Dopo “Matteotti Medley”, a cura di Maurizio Donadoni andato in scena lo scorso ottobre, il Teatro Claudio Abbado di Ferrara venerdì 10 febbraio ha ripetuto l’operazione di portare la storia sul palcoscenico con “Il duce delinquente”, recital a due voci con Aldo Cazzullo e Moni Ovadia, accompagnati da musiche e canzoni dell’epoca suonate dal vivo da Giovanna Famulari.

Portare la Storia, in particolare le sue pagine più buie, a teatro è quasi sempre un rischio, ancora di più se lo si fa durante il Festival di Sanremo. E infatti Cazzullo, firma celeberrima del Corriere, ci scherza su con il pubblico del teatro estense: “Vi ringrazio per essere venuti questa sera, io non sarei mai uscito di casa per venire ad ascoltarmi, sarei rimasto a casa a guardare il Festival”.

> INFORMAZIONI ESTRATTE:
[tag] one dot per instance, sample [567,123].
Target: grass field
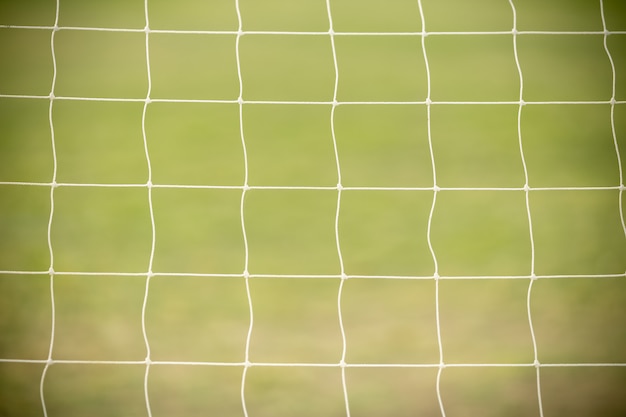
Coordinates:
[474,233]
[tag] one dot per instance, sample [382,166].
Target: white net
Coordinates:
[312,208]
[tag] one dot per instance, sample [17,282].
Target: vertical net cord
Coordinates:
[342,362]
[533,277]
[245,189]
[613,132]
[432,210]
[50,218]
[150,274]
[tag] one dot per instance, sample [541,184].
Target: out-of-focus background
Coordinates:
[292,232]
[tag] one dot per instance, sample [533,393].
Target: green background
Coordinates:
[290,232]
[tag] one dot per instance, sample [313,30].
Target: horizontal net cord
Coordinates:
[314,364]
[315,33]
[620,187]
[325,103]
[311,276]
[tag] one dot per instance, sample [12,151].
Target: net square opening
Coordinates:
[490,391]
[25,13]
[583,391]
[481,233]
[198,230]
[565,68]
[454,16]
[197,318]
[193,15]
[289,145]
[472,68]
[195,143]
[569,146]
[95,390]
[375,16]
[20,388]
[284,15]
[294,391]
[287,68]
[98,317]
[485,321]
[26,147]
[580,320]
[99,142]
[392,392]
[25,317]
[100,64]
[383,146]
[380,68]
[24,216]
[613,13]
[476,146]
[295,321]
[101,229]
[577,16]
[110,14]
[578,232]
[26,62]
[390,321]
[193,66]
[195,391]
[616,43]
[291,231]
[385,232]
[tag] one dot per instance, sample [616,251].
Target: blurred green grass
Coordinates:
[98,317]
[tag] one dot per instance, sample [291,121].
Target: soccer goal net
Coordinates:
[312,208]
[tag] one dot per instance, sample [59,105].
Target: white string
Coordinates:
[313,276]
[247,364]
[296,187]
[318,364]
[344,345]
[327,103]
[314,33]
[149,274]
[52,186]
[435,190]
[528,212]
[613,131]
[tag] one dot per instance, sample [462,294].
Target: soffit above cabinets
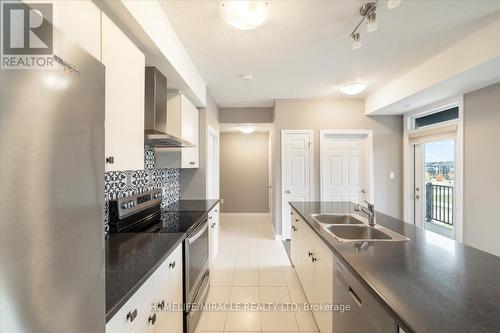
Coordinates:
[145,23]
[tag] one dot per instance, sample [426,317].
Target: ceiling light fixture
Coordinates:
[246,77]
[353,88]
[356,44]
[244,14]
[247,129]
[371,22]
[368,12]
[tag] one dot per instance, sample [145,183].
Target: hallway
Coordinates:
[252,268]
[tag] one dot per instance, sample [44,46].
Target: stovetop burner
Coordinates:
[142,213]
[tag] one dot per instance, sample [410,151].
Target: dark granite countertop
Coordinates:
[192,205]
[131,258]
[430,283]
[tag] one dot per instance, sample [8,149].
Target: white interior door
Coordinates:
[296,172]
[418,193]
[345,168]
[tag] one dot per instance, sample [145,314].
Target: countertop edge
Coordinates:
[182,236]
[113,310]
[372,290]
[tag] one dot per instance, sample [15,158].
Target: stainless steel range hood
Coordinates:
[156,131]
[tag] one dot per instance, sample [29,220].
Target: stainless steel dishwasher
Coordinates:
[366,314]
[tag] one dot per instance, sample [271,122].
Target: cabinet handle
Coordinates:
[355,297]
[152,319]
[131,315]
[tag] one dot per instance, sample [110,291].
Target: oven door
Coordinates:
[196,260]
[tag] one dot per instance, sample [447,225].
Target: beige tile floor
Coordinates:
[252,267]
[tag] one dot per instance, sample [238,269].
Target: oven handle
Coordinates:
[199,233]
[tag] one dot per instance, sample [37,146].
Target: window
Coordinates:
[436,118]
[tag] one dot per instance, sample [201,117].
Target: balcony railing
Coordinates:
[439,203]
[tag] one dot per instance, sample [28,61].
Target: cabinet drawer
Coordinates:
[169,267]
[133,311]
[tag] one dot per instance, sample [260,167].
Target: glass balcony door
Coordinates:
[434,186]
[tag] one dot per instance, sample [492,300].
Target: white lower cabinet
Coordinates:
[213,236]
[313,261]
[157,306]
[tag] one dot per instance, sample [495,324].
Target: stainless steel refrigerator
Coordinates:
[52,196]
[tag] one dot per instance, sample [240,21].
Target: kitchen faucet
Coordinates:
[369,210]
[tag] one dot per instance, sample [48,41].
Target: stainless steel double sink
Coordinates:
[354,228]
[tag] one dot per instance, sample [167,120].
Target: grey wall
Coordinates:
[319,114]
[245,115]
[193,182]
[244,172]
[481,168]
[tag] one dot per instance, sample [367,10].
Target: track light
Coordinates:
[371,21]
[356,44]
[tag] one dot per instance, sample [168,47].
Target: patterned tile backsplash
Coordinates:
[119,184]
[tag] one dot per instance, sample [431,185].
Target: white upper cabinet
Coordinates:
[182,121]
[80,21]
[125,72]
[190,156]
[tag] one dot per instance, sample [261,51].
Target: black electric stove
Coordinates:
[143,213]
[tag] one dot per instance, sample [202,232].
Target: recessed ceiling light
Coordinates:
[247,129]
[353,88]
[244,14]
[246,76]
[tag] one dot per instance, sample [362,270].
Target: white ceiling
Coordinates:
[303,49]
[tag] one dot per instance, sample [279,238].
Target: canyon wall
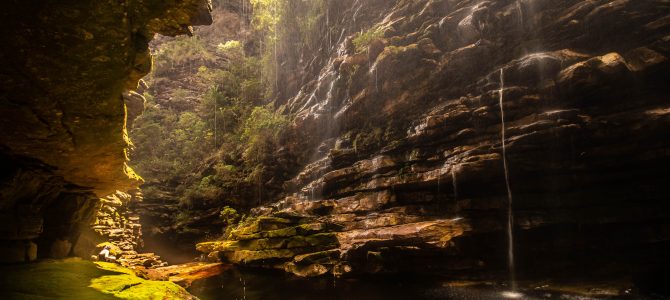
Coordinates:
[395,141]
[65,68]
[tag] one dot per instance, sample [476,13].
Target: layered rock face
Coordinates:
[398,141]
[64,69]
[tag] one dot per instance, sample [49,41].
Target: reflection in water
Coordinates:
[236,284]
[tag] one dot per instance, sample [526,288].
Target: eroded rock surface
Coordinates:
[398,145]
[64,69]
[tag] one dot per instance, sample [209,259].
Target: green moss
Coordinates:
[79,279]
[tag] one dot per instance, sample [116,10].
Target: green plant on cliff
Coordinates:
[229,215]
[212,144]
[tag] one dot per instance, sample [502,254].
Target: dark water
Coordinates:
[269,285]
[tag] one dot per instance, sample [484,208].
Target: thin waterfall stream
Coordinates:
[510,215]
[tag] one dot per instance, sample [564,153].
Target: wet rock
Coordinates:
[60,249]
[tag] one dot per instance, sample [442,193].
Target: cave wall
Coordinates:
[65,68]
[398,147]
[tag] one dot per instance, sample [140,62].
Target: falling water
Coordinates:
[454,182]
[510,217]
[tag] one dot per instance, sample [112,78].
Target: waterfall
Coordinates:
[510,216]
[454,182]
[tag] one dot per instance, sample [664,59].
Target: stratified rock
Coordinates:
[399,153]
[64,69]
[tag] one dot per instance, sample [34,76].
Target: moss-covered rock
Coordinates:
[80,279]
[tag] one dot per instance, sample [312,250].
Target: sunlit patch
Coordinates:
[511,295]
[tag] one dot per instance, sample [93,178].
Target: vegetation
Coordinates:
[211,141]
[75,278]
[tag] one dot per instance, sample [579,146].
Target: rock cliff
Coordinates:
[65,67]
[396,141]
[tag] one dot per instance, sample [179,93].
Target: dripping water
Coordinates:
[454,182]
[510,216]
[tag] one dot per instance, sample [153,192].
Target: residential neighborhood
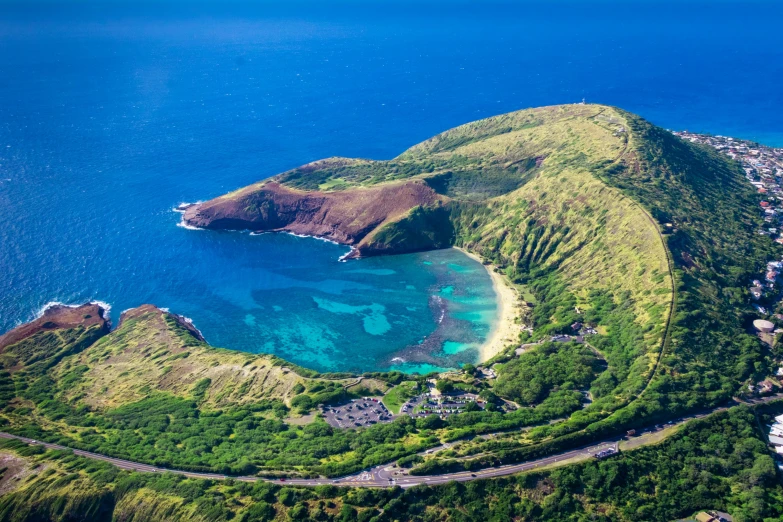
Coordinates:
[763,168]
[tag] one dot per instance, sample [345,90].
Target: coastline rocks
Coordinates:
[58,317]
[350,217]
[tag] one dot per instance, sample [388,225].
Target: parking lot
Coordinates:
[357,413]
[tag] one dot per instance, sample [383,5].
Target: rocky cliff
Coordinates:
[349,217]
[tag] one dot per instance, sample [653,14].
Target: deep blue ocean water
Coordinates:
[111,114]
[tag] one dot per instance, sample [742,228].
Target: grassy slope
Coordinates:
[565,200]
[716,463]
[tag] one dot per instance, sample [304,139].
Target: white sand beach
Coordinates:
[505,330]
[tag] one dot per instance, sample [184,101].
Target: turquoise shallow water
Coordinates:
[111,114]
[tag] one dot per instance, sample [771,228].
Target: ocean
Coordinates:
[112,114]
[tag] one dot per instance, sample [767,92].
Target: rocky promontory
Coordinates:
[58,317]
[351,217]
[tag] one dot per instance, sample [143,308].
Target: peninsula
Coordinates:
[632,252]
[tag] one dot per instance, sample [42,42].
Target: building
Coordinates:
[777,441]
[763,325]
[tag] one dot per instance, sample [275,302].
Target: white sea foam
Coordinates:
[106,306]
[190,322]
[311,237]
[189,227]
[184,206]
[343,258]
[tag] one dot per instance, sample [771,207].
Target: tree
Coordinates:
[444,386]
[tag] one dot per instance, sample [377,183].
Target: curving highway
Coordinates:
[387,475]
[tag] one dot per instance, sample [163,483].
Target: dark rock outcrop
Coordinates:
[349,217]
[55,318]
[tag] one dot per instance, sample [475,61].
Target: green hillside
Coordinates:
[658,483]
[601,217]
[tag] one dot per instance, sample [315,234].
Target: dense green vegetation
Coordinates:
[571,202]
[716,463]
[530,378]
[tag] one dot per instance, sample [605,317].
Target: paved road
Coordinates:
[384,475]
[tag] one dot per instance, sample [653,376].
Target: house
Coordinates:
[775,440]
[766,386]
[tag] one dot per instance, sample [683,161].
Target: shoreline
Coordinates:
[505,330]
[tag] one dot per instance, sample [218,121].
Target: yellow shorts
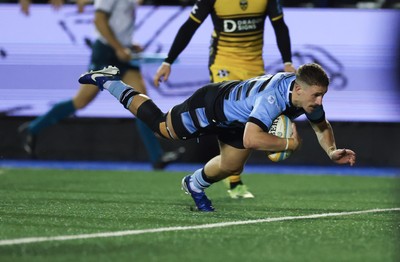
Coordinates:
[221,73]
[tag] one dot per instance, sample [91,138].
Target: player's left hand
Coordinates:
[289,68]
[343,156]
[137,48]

> COMPITI DA SVOLGERE:
[A] Le seguenti affermazioni concordano con il brano sul recital? (i) Lo spettacolo si è tenuto venerdì 10 febbraio al Teatro Claudio Abbado di Ferrara. (ii) Le musiche dell'epoca erano registrate. (iii) «Matteotti Medley» era a cura di Aldo Cazzullo. Per ciascuna rispondi sì o no e cita le parole decisive del brano.
[B] Che cosa, secondo il brano sul recital, motiva la battuta di Cazzullo al pubblico? Rispondi in una-tre frasi.
[C] Prosegui il brano sul recital «Il duce delinquente» a partire dalla battuta di Cazzullo sul Festival.
Le voci elencate qui non hanno alcun ruolo.

> RISULTATI DEI COMPITI:
[A]
(i) Sì: «il Teatro Claudio Abbado di Ferrara venerdì 10 febbraio».
(ii) No: «suonate dal vivo da Giovanna Famulari».
(iii) No: «a cura di Maurizio Donadoni».

[B] Portare la Storia a teatro è quasi sempre un rischio, e lo è ancora di più durante il Festival di Sanremo. Per questo Cazzullo scherza: ringrazia il pubblico per essere venuto e dice che lui sarebbe rimasto a casa a guardare il Festival.

[C]
Il 10 febbraio però, dal 2004, è anche la data scelta per il Giorno del ricordo per “conservare e rinnovare la memoria della tragedia degli italiani e di tutte le vittime delle foibe, dell’esodo dalle loro terre degli istriani, fiumani e dalmati nel secondo dopoguerra e della più complessa vicenda del confine orientale” (L. 30 marzo 2004, n. 92). Ecco allora l’omaggio e il ricordo di Moni Ovadia, al termine dello spettacolo, non solo come interprete, ma anche come direttore del Teatro Claudio Abbado.

Portare la Storia a teatro è un rischio, ma lo è un po’ meno quando sul palco ci sono due nomi e due interpreti come Aldo Cazzullo e Moni Ovadia. Perché se Moni Ovadia non è nuovo a questo tipo di ‘recital civile’ – un titolo per tutti: “Doppio fronte” sulla Prima Guerra Mondiale – le doti e la presenza sceniche del giornalista Aldo Cazzullo sono una piacevole scoperta. Come lo è la bravissima Giovanna Famulari, che insieme a Moni Ovadia interpreta tra pianoforte, violoncello e clavietta, le melodie coeve dei fatti narrati.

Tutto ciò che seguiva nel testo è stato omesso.